::: AVAILABLE DATA :::
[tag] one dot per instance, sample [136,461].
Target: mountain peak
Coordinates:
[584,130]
:::
::: AVAILABLE DATA :::
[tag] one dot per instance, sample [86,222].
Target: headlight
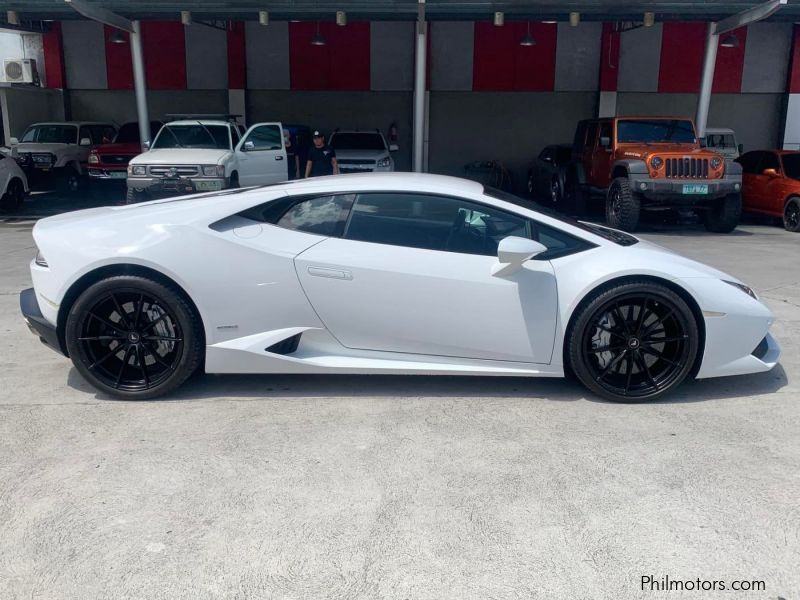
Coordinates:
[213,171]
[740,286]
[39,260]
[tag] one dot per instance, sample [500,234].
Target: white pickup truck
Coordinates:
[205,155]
:::
Only lines holding the word "instance" are wanted; list them all from the material.

RESPONSE BOX:
[tag] one dot per instance, sample [136,461].
[tag] one dot per instance, sample [86,222].
[tag] one dot per instance, sample [500,234].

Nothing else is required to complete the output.